Exercise aim: Gather each line of the records below that contains the string "target", and copy every such line in full.

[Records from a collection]

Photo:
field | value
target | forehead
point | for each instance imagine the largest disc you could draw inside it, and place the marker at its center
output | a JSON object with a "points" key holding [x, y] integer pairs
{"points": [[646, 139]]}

==

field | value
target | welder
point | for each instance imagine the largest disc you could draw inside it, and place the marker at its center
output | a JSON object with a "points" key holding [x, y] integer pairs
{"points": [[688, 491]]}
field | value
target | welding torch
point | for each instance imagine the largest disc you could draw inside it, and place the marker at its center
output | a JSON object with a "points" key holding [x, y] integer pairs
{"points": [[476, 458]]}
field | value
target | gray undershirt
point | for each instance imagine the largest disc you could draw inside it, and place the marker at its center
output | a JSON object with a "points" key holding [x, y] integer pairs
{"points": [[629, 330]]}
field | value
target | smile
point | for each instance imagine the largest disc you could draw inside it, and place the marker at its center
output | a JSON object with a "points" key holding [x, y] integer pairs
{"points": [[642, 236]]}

The solution:
target | forehead
target | welder
target | welding torch
target | gray undershirt
target | smile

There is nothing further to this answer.